**Do this:**
Locate every line in the rows below that contains the string "shutter" and copy each of those lines.

**Material for the task:**
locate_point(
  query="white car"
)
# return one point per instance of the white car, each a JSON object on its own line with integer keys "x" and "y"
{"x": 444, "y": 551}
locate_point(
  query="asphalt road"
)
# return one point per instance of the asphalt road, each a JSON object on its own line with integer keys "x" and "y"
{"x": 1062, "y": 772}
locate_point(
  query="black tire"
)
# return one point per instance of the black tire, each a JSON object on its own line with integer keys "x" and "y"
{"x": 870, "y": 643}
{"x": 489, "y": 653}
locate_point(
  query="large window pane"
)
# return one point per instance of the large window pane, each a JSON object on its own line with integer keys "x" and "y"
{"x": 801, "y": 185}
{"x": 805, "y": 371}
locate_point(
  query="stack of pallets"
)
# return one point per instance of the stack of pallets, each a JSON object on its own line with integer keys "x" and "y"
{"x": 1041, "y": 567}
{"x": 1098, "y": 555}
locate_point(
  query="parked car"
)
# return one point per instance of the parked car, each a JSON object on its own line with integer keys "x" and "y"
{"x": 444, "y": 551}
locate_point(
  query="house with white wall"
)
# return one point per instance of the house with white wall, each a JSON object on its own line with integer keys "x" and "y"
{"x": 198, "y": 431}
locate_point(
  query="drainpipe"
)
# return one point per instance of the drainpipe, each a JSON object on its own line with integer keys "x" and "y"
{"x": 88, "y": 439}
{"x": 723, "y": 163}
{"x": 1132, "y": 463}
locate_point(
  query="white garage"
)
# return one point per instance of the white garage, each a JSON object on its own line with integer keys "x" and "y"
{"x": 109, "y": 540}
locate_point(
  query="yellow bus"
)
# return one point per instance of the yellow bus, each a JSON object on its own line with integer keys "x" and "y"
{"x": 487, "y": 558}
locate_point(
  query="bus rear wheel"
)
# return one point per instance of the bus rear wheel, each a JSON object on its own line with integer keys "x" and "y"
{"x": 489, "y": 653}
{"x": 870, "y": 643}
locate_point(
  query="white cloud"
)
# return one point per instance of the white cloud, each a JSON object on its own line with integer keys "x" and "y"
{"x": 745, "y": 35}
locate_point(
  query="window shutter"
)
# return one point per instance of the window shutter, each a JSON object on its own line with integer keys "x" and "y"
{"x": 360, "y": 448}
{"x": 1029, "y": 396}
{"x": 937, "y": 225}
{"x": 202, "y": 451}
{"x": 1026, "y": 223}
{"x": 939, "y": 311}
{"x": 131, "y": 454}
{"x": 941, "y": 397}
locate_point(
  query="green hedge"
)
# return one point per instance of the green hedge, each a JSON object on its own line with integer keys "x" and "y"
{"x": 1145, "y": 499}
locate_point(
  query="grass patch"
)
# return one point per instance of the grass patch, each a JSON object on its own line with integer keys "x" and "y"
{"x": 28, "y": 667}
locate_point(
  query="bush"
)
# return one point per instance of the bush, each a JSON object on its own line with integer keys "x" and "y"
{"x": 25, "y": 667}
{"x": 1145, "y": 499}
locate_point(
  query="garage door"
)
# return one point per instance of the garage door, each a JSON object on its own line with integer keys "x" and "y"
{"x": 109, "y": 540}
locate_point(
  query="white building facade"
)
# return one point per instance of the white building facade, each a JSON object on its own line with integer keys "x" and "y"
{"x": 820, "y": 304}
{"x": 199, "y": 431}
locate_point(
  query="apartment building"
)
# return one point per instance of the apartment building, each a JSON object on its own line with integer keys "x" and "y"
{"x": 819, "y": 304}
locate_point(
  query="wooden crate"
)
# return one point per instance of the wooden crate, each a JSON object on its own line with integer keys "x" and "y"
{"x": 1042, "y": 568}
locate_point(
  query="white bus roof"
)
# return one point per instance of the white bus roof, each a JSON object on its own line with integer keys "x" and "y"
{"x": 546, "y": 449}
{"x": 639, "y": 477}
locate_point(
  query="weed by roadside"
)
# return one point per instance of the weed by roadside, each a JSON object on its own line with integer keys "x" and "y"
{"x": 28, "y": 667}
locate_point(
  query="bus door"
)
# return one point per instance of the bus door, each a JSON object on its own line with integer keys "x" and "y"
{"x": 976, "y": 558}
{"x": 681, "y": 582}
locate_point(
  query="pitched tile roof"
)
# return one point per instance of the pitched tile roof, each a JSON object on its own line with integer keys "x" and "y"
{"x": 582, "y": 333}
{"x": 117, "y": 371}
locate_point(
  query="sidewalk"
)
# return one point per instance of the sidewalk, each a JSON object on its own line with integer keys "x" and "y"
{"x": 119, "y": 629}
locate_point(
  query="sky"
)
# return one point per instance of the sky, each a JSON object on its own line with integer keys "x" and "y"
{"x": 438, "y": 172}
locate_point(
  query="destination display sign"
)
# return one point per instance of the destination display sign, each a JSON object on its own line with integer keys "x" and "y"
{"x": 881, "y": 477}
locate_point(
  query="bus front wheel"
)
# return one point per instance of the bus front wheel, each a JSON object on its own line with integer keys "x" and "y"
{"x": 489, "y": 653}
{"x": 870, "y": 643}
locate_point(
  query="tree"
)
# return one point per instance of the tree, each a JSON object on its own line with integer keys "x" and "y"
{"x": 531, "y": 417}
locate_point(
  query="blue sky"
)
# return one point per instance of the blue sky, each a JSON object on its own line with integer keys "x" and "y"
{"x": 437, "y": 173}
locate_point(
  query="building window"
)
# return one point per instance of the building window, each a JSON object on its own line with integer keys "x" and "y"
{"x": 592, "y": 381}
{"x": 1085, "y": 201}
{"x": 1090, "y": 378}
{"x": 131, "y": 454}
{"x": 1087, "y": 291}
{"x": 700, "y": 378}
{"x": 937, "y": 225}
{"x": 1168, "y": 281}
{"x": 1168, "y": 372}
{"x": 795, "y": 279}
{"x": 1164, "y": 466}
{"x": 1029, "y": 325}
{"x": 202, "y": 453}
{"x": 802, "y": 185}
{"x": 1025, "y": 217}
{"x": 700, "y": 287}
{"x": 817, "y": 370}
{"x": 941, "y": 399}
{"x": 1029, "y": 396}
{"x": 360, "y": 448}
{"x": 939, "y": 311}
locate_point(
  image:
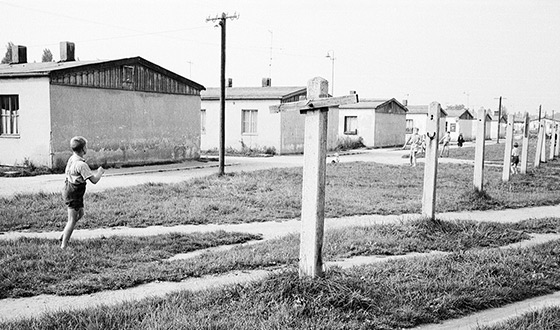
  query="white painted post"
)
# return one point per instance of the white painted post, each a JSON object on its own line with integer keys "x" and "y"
{"x": 525, "y": 147}
{"x": 552, "y": 141}
{"x": 479, "y": 151}
{"x": 313, "y": 190}
{"x": 506, "y": 172}
{"x": 538, "y": 152}
{"x": 431, "y": 161}
{"x": 557, "y": 150}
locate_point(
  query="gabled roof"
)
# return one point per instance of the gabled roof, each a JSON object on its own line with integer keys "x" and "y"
{"x": 48, "y": 69}
{"x": 253, "y": 93}
{"x": 372, "y": 104}
{"x": 462, "y": 114}
{"x": 422, "y": 109}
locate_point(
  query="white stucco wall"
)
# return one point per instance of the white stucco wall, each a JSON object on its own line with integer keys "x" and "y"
{"x": 268, "y": 125}
{"x": 34, "y": 122}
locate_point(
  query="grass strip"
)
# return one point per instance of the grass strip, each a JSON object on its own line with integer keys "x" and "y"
{"x": 392, "y": 295}
{"x": 269, "y": 195}
{"x": 547, "y": 318}
{"x": 31, "y": 266}
{"x": 36, "y": 266}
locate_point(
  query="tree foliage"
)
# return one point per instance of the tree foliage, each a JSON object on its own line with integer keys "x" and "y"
{"x": 8, "y": 56}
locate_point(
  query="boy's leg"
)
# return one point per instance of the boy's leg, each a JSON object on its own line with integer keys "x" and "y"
{"x": 73, "y": 217}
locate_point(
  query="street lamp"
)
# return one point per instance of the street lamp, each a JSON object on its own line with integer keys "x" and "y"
{"x": 330, "y": 54}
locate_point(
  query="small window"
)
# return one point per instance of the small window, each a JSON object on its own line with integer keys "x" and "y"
{"x": 409, "y": 126}
{"x": 9, "y": 115}
{"x": 249, "y": 122}
{"x": 203, "y": 121}
{"x": 350, "y": 125}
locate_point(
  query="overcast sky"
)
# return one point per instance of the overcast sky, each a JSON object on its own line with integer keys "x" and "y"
{"x": 452, "y": 52}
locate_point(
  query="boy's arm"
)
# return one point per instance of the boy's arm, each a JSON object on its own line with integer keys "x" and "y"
{"x": 97, "y": 175}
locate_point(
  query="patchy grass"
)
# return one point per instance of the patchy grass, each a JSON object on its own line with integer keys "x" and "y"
{"x": 272, "y": 195}
{"x": 391, "y": 295}
{"x": 547, "y": 318}
{"x": 33, "y": 266}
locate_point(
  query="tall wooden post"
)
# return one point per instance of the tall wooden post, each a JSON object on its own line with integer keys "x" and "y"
{"x": 538, "y": 152}
{"x": 313, "y": 190}
{"x": 506, "y": 172}
{"x": 430, "y": 168}
{"x": 552, "y": 141}
{"x": 525, "y": 147}
{"x": 543, "y": 148}
{"x": 479, "y": 151}
{"x": 557, "y": 149}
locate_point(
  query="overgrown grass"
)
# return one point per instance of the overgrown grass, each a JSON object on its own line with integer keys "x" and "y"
{"x": 35, "y": 266}
{"x": 547, "y": 318}
{"x": 30, "y": 266}
{"x": 391, "y": 295}
{"x": 269, "y": 195}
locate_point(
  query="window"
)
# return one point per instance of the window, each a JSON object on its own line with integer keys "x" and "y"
{"x": 409, "y": 126}
{"x": 249, "y": 122}
{"x": 9, "y": 115}
{"x": 351, "y": 125}
{"x": 203, "y": 121}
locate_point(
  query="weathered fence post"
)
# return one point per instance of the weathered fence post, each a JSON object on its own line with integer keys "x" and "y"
{"x": 506, "y": 172}
{"x": 552, "y": 141}
{"x": 525, "y": 149}
{"x": 315, "y": 109}
{"x": 430, "y": 168}
{"x": 538, "y": 152}
{"x": 313, "y": 190}
{"x": 479, "y": 151}
{"x": 557, "y": 149}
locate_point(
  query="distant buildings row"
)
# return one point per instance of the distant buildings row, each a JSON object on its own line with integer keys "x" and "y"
{"x": 134, "y": 112}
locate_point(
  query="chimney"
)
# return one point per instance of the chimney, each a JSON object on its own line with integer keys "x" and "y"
{"x": 67, "y": 51}
{"x": 19, "y": 54}
{"x": 266, "y": 82}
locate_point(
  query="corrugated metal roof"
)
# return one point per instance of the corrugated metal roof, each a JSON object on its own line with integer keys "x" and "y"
{"x": 251, "y": 93}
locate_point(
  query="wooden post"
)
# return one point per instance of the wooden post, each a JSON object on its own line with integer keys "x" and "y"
{"x": 479, "y": 151}
{"x": 543, "y": 148}
{"x": 552, "y": 141}
{"x": 506, "y": 171}
{"x": 525, "y": 147}
{"x": 313, "y": 190}
{"x": 430, "y": 168}
{"x": 538, "y": 152}
{"x": 557, "y": 150}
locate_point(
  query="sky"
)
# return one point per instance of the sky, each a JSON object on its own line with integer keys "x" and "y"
{"x": 452, "y": 52}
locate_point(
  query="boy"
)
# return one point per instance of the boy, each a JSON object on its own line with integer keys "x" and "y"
{"x": 77, "y": 172}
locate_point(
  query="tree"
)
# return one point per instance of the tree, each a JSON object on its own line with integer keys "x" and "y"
{"x": 8, "y": 56}
{"x": 47, "y": 55}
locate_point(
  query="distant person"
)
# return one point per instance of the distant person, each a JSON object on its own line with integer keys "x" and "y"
{"x": 460, "y": 140}
{"x": 515, "y": 158}
{"x": 445, "y": 140}
{"x": 77, "y": 173}
{"x": 415, "y": 144}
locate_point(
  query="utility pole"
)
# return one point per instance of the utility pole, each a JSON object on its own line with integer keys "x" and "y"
{"x": 222, "y": 22}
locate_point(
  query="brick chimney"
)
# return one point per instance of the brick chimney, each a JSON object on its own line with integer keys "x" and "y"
{"x": 67, "y": 50}
{"x": 266, "y": 82}
{"x": 19, "y": 54}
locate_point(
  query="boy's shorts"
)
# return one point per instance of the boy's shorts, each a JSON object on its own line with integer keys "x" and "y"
{"x": 74, "y": 195}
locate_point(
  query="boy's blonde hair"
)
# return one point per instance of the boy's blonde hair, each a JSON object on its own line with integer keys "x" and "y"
{"x": 78, "y": 143}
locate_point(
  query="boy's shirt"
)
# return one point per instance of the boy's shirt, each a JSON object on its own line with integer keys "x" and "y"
{"x": 77, "y": 170}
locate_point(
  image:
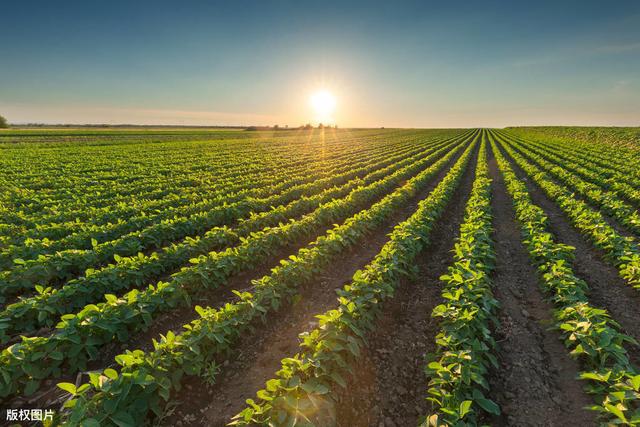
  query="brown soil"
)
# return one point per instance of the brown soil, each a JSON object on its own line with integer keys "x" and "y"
{"x": 260, "y": 352}
{"x": 606, "y": 288}
{"x": 389, "y": 387}
{"x": 176, "y": 318}
{"x": 613, "y": 222}
{"x": 535, "y": 384}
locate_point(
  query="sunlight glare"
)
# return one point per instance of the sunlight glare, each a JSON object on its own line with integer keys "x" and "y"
{"x": 324, "y": 104}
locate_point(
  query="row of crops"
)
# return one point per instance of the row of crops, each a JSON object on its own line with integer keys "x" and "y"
{"x": 132, "y": 267}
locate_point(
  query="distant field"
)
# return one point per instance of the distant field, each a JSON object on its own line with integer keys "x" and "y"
{"x": 369, "y": 277}
{"x": 628, "y": 137}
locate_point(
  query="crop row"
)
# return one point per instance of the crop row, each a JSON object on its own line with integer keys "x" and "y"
{"x": 623, "y": 212}
{"x": 79, "y": 336}
{"x": 622, "y": 252}
{"x": 590, "y": 335}
{"x": 465, "y": 347}
{"x": 327, "y": 353}
{"x": 614, "y": 159}
{"x": 234, "y": 191}
{"x": 198, "y": 167}
{"x": 566, "y": 157}
{"x": 146, "y": 380}
{"x": 25, "y": 315}
{"x": 40, "y": 226}
{"x": 64, "y": 265}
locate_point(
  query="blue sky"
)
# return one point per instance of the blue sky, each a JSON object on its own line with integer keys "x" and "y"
{"x": 410, "y": 64}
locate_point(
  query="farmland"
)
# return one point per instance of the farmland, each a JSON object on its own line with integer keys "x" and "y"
{"x": 350, "y": 277}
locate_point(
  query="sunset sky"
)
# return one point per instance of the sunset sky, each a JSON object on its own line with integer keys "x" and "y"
{"x": 405, "y": 64}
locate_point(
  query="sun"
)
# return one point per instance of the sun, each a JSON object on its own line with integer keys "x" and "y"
{"x": 324, "y": 105}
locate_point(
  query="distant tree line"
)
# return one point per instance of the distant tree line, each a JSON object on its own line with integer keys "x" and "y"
{"x": 308, "y": 126}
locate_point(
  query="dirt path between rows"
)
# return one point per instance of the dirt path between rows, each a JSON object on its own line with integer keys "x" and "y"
{"x": 606, "y": 288}
{"x": 173, "y": 320}
{"x": 259, "y": 353}
{"x": 389, "y": 387}
{"x": 612, "y": 221}
{"x": 535, "y": 384}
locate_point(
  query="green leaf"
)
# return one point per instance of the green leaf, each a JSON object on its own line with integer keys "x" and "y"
{"x": 635, "y": 382}
{"x": 111, "y": 373}
{"x": 464, "y": 408}
{"x": 122, "y": 419}
{"x": 615, "y": 411}
{"x": 68, "y": 387}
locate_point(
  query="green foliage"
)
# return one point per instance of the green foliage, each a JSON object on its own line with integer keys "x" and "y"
{"x": 329, "y": 351}
{"x": 464, "y": 346}
{"x": 213, "y": 334}
{"x": 589, "y": 333}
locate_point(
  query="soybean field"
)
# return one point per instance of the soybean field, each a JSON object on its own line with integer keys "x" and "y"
{"x": 325, "y": 277}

**Expected answer:**
  query="window shutter"
# return one point per instance of the window shutter, each a JSON object on its own line with integer keys "x" and "y"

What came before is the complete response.